## EXTRACT PROVIDED
┌────────

Research collaborators working with the University of Minnesota and University of Arizona embarked on a unique experiment in August. A donor pancreas, chaperoned by a graduate student, was flown by commercial jet from Minneapolis to Tucson, Arizona. The goal: to see if a new organ preservation technique could extend the life of the donor pancreas. It did.
Generally, a donor pancreas must get from its origination city to its destination—sometimes across the country—in just eight hours to be suitable for transplantation. After that, the organ has spent too much time without oxygen to be used. But a new oxygen preservation technology developed by U adjunct professor Klearchos Papas, Ph.D., in collaboration with Giner Inc., would extend the life of this organ up to 24 hours.
With this technology, Papas estimates that the percentage of usable pancreas organs could jump from 42 percent to 60 or 70 percent. The better-preserved pancreases will result in higher quality islet cells as well, he says, increasing the number of people who could become insulin independent with a first pancreas transplant.
But because the donor organ supply is inadequate to meet current demands, Papas and U imaging expert Mike Garwood, Ph.D., are working towards the goal of creating an artificial, implantable pancreas, where human, pig, or stem cell islets could be implanted and protected, meeting the needs of people with type 1 diabetes. This work is championed by the Schott Foundation, which made a recent gift of $100,000 to fund it—bringing its historic U diabetes research support to more than $385,000.

└────────

## PROBLEMS TO SOLVE
- 1) Answer these questions using the pancreas preservation passage:
(a) To which city was the donor pancreas flown?
(b) Up to how many hours could the new oxygen preservation technology extend the life of a donor pancreas?
(c) How much was the Schott Foundation's recent gift?
- 2) From the pancreas preservation passage, print the part that opens with the words containing "Generally, a donor" and closes with "to 24 hours.".
- 3) Recast the paragraph of the pancreas preservation passage beginning "Generally, a donor pancreas" as a short bulleted list that keeps its main facts.
The records that come next are separate material, unrelated to the pancreas preservation passage.

Collected data entries
┌────────

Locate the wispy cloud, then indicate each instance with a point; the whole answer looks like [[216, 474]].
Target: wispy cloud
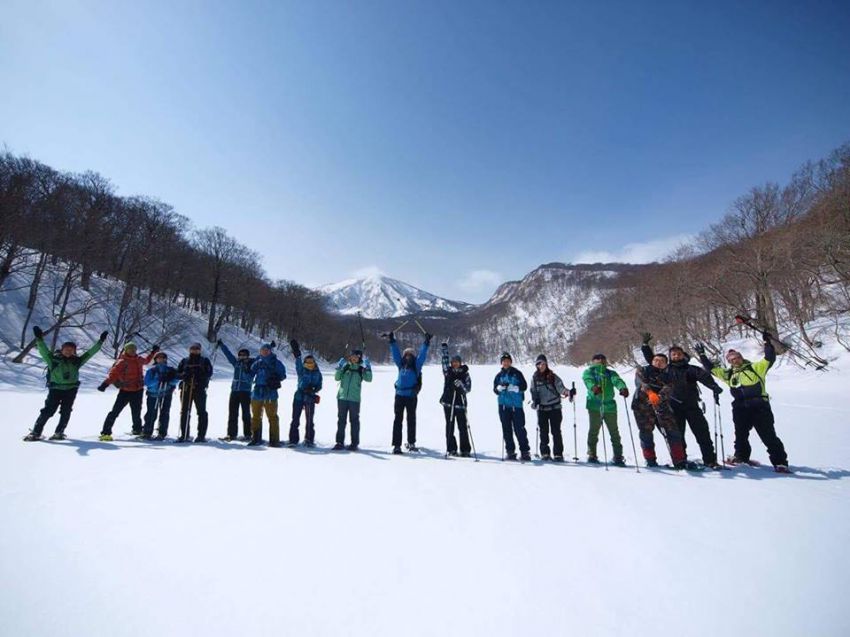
[[638, 252], [480, 280]]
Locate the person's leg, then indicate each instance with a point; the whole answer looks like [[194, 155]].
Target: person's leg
[[766, 430], [507, 430], [398, 410], [297, 407], [66, 404], [555, 419], [411, 420], [51, 404], [120, 402], [595, 419], [742, 418], [451, 443]]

└────────

## SOLUTION LIST
- 1)
(a) Tucson, Arizona
(b) Up to 24 hours
(c) $100,000

- 2)
Generally, a donor pancreas must get from its origination city to its destination—sometimes across the country—in just eight hours to be suitable for transplantation. After that, the organ has spent too much time without oxygen to be used. But a new oxygen preservation technology developed by U adjunct professor Klearchos Papas, Ph.D., in collaboration with Giner Inc., would extend the life of this organ up to 24 hours.

- 3)
- A donor pancreas usually must reach its destination within eight hours to be suitable for transplantation.
- After that, it has been without oxygen too long to be used.
- A new oxygen preservation technology, developed by U adjunct professor Klearchos Papas, Ph.D., with Giner Inc., would extend the organ's life up to 24 hours.